● Yapılacak İş
İlk satırdan başlayıp "241), (562, 242)]" ifadesini içeren satır da dahil olmak üzere o satıra kadar uzanan satırları, "truck bed" ifadesini "pickup bed" ile değiştirerek yeniden yazınız; geri kalan her şey aynen korunmalıdır.

● Sağlanan Veriler
┄┄┄┄┄┄

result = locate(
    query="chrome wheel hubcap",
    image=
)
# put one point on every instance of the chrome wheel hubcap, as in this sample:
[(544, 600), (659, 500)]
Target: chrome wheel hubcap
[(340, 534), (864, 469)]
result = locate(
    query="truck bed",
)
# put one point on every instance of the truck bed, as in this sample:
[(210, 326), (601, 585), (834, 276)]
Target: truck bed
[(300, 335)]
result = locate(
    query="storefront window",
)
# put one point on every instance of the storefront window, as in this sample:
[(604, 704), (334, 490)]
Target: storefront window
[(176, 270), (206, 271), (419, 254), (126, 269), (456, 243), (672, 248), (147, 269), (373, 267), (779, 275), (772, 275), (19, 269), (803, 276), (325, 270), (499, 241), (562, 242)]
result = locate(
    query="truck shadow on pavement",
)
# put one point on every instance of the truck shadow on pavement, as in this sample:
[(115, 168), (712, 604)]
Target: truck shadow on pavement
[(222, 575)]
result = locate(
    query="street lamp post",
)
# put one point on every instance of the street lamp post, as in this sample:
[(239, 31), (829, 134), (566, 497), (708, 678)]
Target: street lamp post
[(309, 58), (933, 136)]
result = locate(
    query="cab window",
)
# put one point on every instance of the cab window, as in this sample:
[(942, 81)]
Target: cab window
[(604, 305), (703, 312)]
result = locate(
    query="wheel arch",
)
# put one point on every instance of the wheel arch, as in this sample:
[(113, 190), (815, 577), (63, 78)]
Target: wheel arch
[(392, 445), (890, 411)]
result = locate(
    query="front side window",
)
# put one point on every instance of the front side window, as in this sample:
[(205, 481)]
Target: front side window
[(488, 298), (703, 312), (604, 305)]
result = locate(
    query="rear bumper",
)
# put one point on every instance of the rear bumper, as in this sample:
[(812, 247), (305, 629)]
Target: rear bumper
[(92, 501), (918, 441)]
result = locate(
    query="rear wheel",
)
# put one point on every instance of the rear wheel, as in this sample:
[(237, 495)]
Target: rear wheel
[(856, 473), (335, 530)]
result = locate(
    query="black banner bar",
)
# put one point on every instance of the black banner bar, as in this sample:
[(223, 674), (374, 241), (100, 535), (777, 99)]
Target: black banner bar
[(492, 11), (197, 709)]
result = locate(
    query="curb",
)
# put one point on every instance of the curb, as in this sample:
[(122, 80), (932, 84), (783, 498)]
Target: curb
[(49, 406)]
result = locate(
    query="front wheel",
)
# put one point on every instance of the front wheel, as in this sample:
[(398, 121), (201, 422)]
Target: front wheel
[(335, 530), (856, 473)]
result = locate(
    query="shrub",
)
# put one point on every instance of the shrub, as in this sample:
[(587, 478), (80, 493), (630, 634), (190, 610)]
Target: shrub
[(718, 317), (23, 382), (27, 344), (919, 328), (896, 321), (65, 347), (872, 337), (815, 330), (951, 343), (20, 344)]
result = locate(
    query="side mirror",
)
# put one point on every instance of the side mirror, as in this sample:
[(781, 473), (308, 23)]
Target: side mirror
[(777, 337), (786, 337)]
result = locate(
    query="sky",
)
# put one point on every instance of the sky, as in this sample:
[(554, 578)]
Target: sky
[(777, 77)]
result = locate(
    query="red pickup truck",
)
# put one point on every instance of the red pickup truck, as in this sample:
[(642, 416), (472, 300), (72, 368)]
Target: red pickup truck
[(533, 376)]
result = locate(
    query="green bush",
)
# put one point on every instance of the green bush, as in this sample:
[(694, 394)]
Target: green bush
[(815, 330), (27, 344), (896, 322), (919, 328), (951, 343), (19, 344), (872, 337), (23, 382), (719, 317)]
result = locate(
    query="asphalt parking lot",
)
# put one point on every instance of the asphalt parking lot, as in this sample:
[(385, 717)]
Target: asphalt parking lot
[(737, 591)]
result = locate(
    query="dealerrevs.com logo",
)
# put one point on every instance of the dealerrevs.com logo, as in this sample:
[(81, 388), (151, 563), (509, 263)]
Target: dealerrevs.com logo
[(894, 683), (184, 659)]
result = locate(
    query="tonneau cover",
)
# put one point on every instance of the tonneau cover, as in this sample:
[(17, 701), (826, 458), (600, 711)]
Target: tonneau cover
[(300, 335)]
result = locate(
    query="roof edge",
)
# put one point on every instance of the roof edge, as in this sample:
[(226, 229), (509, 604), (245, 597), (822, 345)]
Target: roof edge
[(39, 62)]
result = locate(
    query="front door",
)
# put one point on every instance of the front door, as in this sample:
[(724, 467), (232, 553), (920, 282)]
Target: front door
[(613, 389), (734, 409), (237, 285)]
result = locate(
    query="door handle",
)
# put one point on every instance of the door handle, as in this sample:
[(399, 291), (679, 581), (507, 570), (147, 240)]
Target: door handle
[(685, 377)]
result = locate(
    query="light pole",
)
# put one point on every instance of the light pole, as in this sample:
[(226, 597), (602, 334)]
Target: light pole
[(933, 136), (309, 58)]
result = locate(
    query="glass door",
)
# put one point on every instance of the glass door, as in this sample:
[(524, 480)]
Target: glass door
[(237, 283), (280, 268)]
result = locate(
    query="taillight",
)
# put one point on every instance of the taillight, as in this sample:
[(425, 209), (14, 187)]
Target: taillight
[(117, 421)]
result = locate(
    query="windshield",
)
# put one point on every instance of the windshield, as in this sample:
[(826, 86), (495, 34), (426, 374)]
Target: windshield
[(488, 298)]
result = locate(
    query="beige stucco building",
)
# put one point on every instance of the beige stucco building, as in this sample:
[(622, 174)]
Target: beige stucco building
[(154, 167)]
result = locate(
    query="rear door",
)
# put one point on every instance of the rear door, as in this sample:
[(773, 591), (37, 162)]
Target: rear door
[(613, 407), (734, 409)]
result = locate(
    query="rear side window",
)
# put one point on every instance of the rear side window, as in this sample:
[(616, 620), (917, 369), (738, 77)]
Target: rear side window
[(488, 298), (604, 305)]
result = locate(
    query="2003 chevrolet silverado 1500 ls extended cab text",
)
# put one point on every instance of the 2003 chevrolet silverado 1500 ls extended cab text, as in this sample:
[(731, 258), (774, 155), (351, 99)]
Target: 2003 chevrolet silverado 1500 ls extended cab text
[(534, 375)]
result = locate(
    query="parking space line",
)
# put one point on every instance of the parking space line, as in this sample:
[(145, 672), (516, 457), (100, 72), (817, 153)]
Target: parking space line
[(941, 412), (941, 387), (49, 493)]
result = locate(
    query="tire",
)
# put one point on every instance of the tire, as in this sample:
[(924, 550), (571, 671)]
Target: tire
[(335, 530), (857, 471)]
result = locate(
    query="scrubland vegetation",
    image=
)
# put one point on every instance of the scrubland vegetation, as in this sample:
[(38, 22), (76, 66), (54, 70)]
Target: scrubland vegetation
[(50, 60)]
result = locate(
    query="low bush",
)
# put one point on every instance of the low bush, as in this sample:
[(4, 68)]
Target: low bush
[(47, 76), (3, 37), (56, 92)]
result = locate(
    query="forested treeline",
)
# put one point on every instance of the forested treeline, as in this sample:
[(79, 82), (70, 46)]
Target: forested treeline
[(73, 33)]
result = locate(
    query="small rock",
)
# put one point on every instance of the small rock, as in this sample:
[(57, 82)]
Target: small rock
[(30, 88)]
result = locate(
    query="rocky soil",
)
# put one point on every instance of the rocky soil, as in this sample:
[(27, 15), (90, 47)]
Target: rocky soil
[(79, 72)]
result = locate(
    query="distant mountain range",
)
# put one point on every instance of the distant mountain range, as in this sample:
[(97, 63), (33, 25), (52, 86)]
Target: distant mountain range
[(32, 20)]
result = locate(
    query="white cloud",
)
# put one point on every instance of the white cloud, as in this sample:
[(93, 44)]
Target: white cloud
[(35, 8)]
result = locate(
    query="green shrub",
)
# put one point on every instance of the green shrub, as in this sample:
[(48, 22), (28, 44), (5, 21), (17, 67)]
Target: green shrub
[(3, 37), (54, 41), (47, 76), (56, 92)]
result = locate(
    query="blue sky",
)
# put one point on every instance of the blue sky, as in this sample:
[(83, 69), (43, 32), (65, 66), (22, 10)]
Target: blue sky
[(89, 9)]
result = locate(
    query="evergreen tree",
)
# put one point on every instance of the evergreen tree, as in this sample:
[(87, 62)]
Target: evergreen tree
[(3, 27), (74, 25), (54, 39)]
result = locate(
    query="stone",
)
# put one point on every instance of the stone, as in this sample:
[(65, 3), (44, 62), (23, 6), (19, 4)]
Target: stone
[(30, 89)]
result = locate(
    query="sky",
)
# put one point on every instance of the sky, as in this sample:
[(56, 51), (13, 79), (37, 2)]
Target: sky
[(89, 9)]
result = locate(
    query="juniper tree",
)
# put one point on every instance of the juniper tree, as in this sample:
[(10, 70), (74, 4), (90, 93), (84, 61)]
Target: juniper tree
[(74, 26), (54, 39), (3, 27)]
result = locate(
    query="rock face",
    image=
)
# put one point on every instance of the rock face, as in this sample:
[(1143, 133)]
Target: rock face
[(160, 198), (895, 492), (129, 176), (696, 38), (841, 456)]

┄┄┄┄┄┄

● Eksiksiz Yanıt
result = locate(
    query="chrome wheel hubcap",
    image=
)
# put one point on every instance of the chrome wheel hubcap, as in this sample:
[(544, 600), (659, 500)]
Target: chrome wheel hubcap
[(340, 534), (864, 469)]
result = locate(
    query="pickup bed",
)
# put one point on every instance of the pickup bed, as in this sample:
[(210, 326), (601, 585), (834, 276)]
Target: pickup bed
[(300, 335)]
result = locate(
    query="storefront window",
)
# put one point on every instance of the storefront window, as in this sample:
[(604, 704), (334, 490)]
Target: storefront window
[(176, 270), (206, 271), (419, 254), (126, 269), (456, 243), (672, 248), (147, 269), (373, 267), (779, 275), (772, 275), (19, 269), (803, 276), (325, 270), (499, 241), (562, 242)]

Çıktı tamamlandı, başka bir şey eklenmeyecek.